> _WORK TO BE COMPLETED_: In your reply, write out each entry exactly as given.

> _Stored records_:
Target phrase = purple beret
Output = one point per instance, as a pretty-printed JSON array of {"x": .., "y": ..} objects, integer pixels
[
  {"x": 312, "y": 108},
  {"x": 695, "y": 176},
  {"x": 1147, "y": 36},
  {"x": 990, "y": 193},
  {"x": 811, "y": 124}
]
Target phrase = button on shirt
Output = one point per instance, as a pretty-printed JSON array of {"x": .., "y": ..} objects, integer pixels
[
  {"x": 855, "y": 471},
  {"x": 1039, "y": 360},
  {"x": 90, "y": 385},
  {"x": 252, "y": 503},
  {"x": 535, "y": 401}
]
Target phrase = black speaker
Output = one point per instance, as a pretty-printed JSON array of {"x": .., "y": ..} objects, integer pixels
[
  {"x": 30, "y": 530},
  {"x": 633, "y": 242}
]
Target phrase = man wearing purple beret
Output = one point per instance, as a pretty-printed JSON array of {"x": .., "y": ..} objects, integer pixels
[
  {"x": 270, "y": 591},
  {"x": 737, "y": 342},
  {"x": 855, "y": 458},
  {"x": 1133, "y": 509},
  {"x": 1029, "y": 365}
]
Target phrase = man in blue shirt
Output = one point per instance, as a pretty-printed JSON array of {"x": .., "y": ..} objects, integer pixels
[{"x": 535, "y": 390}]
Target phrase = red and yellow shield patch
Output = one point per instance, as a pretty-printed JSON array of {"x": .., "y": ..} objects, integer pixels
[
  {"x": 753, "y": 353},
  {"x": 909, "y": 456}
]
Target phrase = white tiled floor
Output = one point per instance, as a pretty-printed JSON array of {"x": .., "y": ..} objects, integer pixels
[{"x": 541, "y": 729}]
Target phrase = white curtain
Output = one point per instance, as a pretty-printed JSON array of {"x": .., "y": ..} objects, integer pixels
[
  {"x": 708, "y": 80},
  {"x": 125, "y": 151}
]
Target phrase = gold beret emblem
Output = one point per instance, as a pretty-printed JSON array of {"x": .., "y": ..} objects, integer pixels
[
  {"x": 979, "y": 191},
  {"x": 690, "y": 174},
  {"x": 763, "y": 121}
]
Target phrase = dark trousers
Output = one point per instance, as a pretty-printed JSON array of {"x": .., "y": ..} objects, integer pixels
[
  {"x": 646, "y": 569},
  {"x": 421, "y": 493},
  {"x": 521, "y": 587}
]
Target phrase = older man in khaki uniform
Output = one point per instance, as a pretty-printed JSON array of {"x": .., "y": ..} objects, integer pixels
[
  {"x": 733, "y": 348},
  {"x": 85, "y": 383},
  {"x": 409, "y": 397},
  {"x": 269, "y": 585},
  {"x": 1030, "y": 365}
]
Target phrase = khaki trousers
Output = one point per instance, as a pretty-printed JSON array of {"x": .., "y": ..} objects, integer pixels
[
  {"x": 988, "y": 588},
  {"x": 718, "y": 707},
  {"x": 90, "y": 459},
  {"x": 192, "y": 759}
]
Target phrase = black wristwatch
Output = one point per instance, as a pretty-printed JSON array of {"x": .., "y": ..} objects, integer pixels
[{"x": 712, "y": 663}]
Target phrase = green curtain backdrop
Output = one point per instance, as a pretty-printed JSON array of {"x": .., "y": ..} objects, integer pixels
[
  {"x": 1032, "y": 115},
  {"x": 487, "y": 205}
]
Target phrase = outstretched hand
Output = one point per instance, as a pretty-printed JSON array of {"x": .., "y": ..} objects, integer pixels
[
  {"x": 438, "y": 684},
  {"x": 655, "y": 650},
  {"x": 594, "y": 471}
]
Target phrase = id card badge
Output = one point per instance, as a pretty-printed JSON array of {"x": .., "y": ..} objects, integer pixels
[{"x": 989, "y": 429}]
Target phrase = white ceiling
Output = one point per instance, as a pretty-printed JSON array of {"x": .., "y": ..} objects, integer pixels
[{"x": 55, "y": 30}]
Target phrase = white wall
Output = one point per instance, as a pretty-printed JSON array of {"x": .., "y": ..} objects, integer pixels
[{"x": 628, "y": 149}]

> _OUTPUT FOR THIS TASK_:
Target phrase = purple beret
Output = one point per instance, as a pretty-printed JSON array of {"x": .., "y": ..} objects, integer pixels
[
  {"x": 312, "y": 108},
  {"x": 695, "y": 176},
  {"x": 1147, "y": 36},
  {"x": 990, "y": 193},
  {"x": 811, "y": 124}
]
Target phrase = button on shirt
Output = one point per instance, as a pretty-printed JSON array of {"x": .., "y": ..} objects, integer pixels
[
  {"x": 855, "y": 471},
  {"x": 1039, "y": 360},
  {"x": 90, "y": 385},
  {"x": 252, "y": 503},
  {"x": 535, "y": 401}
]
Target phrase = black speaker
Output = one point per instance, as a pretty-printed JSON array of {"x": .., "y": ..} objects, integer pixels
[
  {"x": 30, "y": 530},
  {"x": 633, "y": 242}
]
Target phrase = man wearing purple beret
Output = one point per instance, as a pretty-printed JSON array of {"x": .., "y": ..} objects, integer pixels
[
  {"x": 270, "y": 591},
  {"x": 737, "y": 342},
  {"x": 855, "y": 458},
  {"x": 1133, "y": 509},
  {"x": 1029, "y": 365}
]
Target phrase = man in blue shirt
Output = one point per instance, as a pretty-printed JSON array of {"x": .., "y": ..} objects, integer pixels
[{"x": 535, "y": 390}]
Target phrase = red and yellow shield patch
Output = one point per instance, as a pretty-printed JSON array of {"x": .., "y": ..} objects, integer pixels
[
  {"x": 753, "y": 353},
  {"x": 909, "y": 456}
]
Target phrase = white tiled floor
Output = one point per instance, as a pretty-printed JSON array of {"x": .., "y": ..} objects, integer pixels
[{"x": 541, "y": 729}]
Target phrase = white curtain
Output = one point per instance, as a pretty-printed JSON array of {"x": .., "y": ..} objects, integer pixels
[
  {"x": 708, "y": 80},
  {"x": 125, "y": 151}
]
Target phrase = gold beret emblem
Output = one point per instance, as a pretty-printed JSON array of {"x": .., "y": ..} objects, integer pixels
[
  {"x": 979, "y": 191},
  {"x": 690, "y": 174},
  {"x": 763, "y": 121}
]
Target phrase = dark trousers
Output = one point per instance, as a pretty-printed JSON array of {"x": .., "y": ..} objects, integer pixels
[
  {"x": 646, "y": 569},
  {"x": 421, "y": 493},
  {"x": 521, "y": 587}
]
Target phrase = older man in khaki uniform
Output = one point per instance, as a pretty-printed JSON array of {"x": .., "y": ..} objects, integer pixels
[
  {"x": 733, "y": 348},
  {"x": 85, "y": 383},
  {"x": 409, "y": 397},
  {"x": 269, "y": 585},
  {"x": 1030, "y": 365}
]
Target phrase = khaki trousers
Output = one point per instance, as a pretty-printed JSON array of {"x": .., "y": ..} objects, integer pixels
[
  {"x": 988, "y": 588},
  {"x": 718, "y": 707},
  {"x": 90, "y": 459},
  {"x": 192, "y": 759}
]
Target phrase = black wristwatch
Output = one point per instance, as a pretty-printed JSON array of {"x": .., "y": ..} objects, integer pixels
[{"x": 712, "y": 663}]
Target phrase = green curtain backdrop
Output = one point per instance, as a pretty-printed JSON array of {"x": .., "y": ..} objects, integer pixels
[
  {"x": 1032, "y": 115},
  {"x": 487, "y": 205}
]
Target phrase = outstretched hand
Output = one point per instance, as a pretty-printed JSON array of {"x": .., "y": ..} objects, integer pixels
[
  {"x": 438, "y": 684},
  {"x": 655, "y": 650},
  {"x": 594, "y": 471}
]
Target phrase = id card badge
Output = one point per instance, as a pretty-printed JSON array of {"x": .., "y": ..} objects, integer pixels
[{"x": 989, "y": 429}]
Target phrase = white ceiling
Output = one point per instance, as a pretty-printed JSON array of {"x": .., "y": ..} objects, integer pixels
[{"x": 55, "y": 30}]
Target phrase = white wall
Output = one point per instance, as a pretty-printed JSON array of {"x": .., "y": ..} objects, integer pixels
[{"x": 628, "y": 149}]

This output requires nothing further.